START EXERCISE INPUT

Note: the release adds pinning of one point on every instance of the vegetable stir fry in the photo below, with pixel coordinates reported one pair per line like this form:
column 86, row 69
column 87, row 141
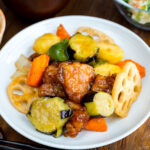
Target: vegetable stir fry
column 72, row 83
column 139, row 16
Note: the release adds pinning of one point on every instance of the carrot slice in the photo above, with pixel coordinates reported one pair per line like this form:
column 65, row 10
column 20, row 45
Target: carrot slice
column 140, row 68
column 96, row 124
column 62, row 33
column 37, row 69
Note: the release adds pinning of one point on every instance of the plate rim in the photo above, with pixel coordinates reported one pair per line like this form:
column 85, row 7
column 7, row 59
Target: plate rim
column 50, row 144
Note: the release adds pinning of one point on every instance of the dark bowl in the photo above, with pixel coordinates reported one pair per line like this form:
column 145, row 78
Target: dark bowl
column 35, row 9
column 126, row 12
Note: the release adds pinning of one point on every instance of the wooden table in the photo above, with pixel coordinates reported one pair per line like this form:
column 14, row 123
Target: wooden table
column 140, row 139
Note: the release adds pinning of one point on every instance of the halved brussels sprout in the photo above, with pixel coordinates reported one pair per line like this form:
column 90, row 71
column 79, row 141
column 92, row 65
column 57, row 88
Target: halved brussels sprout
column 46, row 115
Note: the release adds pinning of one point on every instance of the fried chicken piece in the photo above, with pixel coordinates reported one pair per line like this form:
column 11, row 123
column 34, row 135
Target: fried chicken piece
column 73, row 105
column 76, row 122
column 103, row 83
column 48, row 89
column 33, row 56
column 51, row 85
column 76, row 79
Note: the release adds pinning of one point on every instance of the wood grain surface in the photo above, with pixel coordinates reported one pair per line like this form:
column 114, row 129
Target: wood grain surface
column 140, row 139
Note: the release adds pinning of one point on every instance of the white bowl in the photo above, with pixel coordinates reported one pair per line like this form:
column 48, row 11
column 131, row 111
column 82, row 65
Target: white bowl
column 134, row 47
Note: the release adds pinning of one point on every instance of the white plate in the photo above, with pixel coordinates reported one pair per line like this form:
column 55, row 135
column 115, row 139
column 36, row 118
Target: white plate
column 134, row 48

END EXERCISE INPUT

[ACTION ITEM] Write out every entry above exactly, minus the pictures.

[WRITTEN SOLUTION]
Note: the release adds pinning of one point on every instance of the vegetable stir fry in the photo below, with pixel coordinates reported one pair per line like this form:
column 86, row 69
column 87, row 141
Target: vegetable stir fry
column 72, row 83
column 139, row 16
Note: the release adds pinning of one point on every instance of the carrot slice in the photo above, with pixel coordinates reported one pair per line like this form:
column 65, row 10
column 20, row 45
Target: carrot slice
column 140, row 68
column 96, row 124
column 62, row 33
column 37, row 69
Note: the release adds pinning of one point on every instance of the plate rim in the photo above, with pixel coordinates reported one pair per line like this form:
column 85, row 7
column 7, row 59
Target: plate rim
column 50, row 144
Note: the release adds pinning of one point on every instance of the dark bowl in the photo above, with pixel coordinates reported one pair per line like this form:
column 145, row 78
Target: dark bowl
column 35, row 9
column 126, row 12
Note: the release adds pinning of one point on every instance of the wooden table in the photo above, with pixel coordinates reported one pair per line like this form:
column 14, row 123
Target: wooden table
column 140, row 139
Note: the release adds pinning of one point on every instance of the halved brussels sprout in the photo above, with pixel coordinates reported one pair per line like this form:
column 90, row 71
column 79, row 141
column 92, row 65
column 57, row 88
Target: halved brussels sprout
column 46, row 115
Note: the release adds pinning of one point on every instance of the fried chicken piece in the photo above, with pixel coordinates reported one pair per line like this form:
column 11, row 123
column 34, row 135
Target: fried chicken piece
column 73, row 105
column 76, row 122
column 103, row 83
column 48, row 89
column 33, row 56
column 51, row 85
column 76, row 79
Note: the release adds pinning of one point on every instance of the wood grain surface in the photo above, with pixel coordinates reported one pair per line like this form:
column 114, row 129
Target: wood grain surface
column 140, row 139
Note: the release adds pinning of one point on every instance of the white bowl in the photo above, with pixel coordinates reported one pair per line like this form:
column 48, row 11
column 131, row 111
column 82, row 65
Target: white bowl
column 134, row 47
Note: the release adds pinning of one point on every instance of the white plate in the photo above, with pixel coordinates reported one pair per line like this form:
column 55, row 135
column 115, row 139
column 36, row 118
Target: white plate
column 134, row 48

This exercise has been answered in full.